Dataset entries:
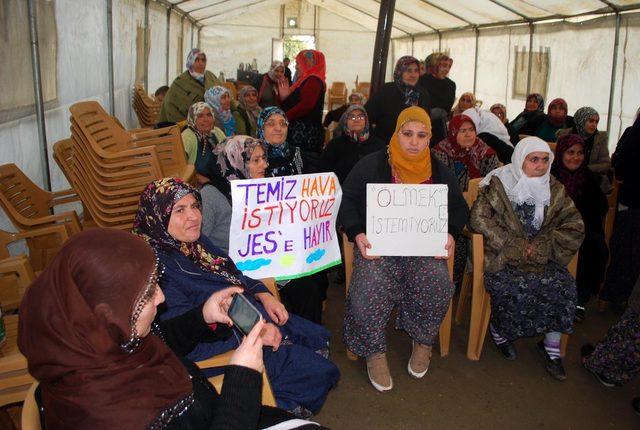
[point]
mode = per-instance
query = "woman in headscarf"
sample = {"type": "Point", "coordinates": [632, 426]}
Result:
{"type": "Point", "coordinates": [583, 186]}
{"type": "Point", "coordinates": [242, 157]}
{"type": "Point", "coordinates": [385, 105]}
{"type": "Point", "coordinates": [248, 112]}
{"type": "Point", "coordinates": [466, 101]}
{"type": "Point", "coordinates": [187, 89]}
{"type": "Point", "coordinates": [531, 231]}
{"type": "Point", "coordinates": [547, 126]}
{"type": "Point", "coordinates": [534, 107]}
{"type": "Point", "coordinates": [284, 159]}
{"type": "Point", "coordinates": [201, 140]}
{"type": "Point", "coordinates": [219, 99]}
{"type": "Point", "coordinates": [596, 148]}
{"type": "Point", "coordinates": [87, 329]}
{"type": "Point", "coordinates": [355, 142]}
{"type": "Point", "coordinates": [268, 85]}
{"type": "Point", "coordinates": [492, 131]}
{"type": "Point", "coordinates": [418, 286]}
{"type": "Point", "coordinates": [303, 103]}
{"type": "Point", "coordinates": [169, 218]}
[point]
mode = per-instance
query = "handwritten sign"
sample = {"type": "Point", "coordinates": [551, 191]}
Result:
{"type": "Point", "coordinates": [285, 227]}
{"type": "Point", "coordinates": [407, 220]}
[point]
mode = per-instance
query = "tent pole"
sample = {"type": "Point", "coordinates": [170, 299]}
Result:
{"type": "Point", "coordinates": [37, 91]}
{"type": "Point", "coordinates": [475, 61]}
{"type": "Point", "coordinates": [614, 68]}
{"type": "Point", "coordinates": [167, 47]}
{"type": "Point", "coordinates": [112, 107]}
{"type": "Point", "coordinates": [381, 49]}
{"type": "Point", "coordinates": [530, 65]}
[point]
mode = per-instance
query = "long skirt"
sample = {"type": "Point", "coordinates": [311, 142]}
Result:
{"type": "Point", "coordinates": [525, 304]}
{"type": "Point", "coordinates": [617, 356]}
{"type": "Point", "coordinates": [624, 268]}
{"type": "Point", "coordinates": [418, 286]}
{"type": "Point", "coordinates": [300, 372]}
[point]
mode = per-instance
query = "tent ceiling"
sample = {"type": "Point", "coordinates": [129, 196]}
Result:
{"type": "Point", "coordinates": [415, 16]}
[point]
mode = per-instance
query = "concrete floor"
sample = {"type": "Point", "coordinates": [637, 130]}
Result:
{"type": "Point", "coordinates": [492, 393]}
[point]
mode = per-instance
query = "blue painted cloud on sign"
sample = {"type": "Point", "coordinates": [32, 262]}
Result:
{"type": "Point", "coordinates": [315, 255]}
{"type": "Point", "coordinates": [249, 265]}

AIM OF THE EXERCISE »
Repeat the data above exactly, but not the pictures.

RESPONSE TO THE TASK »
[point]
mode = per-instance
query = "woman in headscarf"
sample = {"type": "Point", "coordinates": [632, 426]}
Result:
{"type": "Point", "coordinates": [583, 186]}
{"type": "Point", "coordinates": [242, 157]}
{"type": "Point", "coordinates": [385, 105]}
{"type": "Point", "coordinates": [248, 112]}
{"type": "Point", "coordinates": [466, 101]}
{"type": "Point", "coordinates": [187, 89]}
{"type": "Point", "coordinates": [531, 231]}
{"type": "Point", "coordinates": [547, 126]}
{"type": "Point", "coordinates": [534, 107]}
{"type": "Point", "coordinates": [284, 159]}
{"type": "Point", "coordinates": [201, 140]}
{"type": "Point", "coordinates": [219, 99]}
{"type": "Point", "coordinates": [596, 148]}
{"type": "Point", "coordinates": [87, 329]}
{"type": "Point", "coordinates": [355, 142]}
{"type": "Point", "coordinates": [268, 85]}
{"type": "Point", "coordinates": [492, 131]}
{"type": "Point", "coordinates": [418, 286]}
{"type": "Point", "coordinates": [303, 103]}
{"type": "Point", "coordinates": [169, 218]}
[point]
mode = per-instance
query = "handwritten sign"
sample = {"type": "Point", "coordinates": [551, 191]}
Result:
{"type": "Point", "coordinates": [285, 227]}
{"type": "Point", "coordinates": [407, 220]}
[point]
mode = per-instance
query = "tent pole"
sample = {"type": "Point", "coordinates": [170, 299]}
Result:
{"type": "Point", "coordinates": [37, 91]}
{"type": "Point", "coordinates": [475, 61]}
{"type": "Point", "coordinates": [614, 68]}
{"type": "Point", "coordinates": [167, 47]}
{"type": "Point", "coordinates": [112, 107]}
{"type": "Point", "coordinates": [381, 49]}
{"type": "Point", "coordinates": [530, 65]}
[point]
mode = per-instance
query = "long skirt"
sample = {"type": "Point", "coordinates": [311, 142]}
Result:
{"type": "Point", "coordinates": [525, 304]}
{"type": "Point", "coordinates": [617, 356]}
{"type": "Point", "coordinates": [624, 268]}
{"type": "Point", "coordinates": [418, 286]}
{"type": "Point", "coordinates": [300, 372]}
[point]
mode = per-instance
query = "tent ceiling"
sample = {"type": "Point", "coordinates": [129, 196]}
Result:
{"type": "Point", "coordinates": [415, 16]}
[point]
mode = per-instance
query = "concrete floor"
sample = {"type": "Point", "coordinates": [637, 130]}
Result:
{"type": "Point", "coordinates": [492, 393]}
[point]
mode = per-instance
query = "blue painted cloud on sign"
sample = {"type": "Point", "coordinates": [32, 262]}
Result:
{"type": "Point", "coordinates": [315, 255]}
{"type": "Point", "coordinates": [249, 265]}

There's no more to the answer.